Repeat the data below word for word, beginning with its first line and stopping after the line that contains "point(401, 290)".

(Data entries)
_ _ _ _ _ _ _
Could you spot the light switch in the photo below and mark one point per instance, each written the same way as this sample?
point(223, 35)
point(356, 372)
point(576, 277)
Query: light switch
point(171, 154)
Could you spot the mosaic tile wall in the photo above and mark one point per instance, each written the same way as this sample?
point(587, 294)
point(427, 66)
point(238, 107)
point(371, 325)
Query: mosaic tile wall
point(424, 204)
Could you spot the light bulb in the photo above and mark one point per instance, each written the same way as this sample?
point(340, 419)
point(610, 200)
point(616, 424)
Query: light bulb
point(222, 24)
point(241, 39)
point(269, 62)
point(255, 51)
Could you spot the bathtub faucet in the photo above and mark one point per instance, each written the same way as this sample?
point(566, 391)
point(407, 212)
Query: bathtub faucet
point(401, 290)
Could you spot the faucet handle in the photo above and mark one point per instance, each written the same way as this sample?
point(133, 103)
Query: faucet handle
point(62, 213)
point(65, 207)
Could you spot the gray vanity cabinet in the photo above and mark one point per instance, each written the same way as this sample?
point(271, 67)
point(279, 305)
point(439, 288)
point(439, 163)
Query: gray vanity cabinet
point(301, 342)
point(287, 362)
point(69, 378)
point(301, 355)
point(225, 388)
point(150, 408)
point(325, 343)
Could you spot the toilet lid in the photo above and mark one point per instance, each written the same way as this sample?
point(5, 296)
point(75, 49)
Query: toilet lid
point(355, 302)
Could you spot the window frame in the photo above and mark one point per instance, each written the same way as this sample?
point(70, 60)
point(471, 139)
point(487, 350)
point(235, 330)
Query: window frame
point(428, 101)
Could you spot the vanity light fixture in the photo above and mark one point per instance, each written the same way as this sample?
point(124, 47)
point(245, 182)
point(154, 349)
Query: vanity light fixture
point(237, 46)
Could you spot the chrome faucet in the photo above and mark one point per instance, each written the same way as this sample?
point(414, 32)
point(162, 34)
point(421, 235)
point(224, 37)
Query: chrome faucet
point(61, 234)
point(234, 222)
_ _ _ _ _ _ _
## Result of this exercise
Could you spot the light switch in the photo below and mark one point per instance, each written the same way as this sample?
point(223, 35)
point(356, 372)
point(576, 277)
Query: light switch
point(171, 154)
Could you spot the mosaic tile wall in the photo above and mark one point per instance, each written the same way as this sample?
point(587, 294)
point(427, 66)
point(238, 107)
point(371, 325)
Query: mosaic tile wall
point(424, 204)
Could you spot the light bulb in the photo above and mark one point per instance, each written the same way as this sample?
point(340, 419)
point(610, 200)
point(616, 424)
Query: light bulb
point(222, 24)
point(241, 39)
point(269, 62)
point(255, 51)
Could you spot the bathtub faucet in the photo above and mark one point per instance, each written the same way as this sample?
point(566, 391)
point(407, 212)
Query: bathtub faucet
point(401, 290)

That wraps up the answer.